■ Exercise passage:
- Opening Delimiter -
We’ve fallen into our pattern of afternoon monsoons here in the high desert of New Mexico.
Our mornings are bright and clear for the most part. Mid- to late-afternoon brings the storm clouds. Black bottomed, they lumber up the valley from the Sandias and drop rain in great washes of benediction.
The dog cowers in terror at the storms, sleeping as nearly under my chair as he can manage, while the cats snooze in the cool damp air.
Sunset blazes into glory, illuminating the scattered storms, turning the clouds into pink and cold fantasies. Sometimes the rain comes in again, rising and falling through the night.
Apropos of nothing, I know. But it sets the pattern of our days.
- Closing Delimiter -
■ Exercise data:
- Opening Delimiter -
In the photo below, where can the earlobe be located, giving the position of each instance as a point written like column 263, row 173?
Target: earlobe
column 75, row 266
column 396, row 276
- Closing Delimiter -
■ Exercise requirements:
a: In the monsoon passage, what time of day brings the storm clouds?
b: Write out the stretch of the monsoon passage from "Our mornings are" through "through the night.".
The listing has nothing to do with what you are asked here.

■ Solutions in order:
a: Mid- to late-afternoon.

b:
Our mornings are bright and clear for the most part. Mid- to late-afternoon brings the storm clouds. Black bottomed, they lumber up the valley from the Sandias and drop rain in great washes of benediction.
The dog cowers in terror at the storms, sleeping as nearly under my chair as he can manage, while the cats snooze in the cool damp air.
Sunset blazes into glory, illuminating the scattered storms, turning the clouds into pink and cold fantasies. Sometimes the rain comes in again, rising and falling through the night.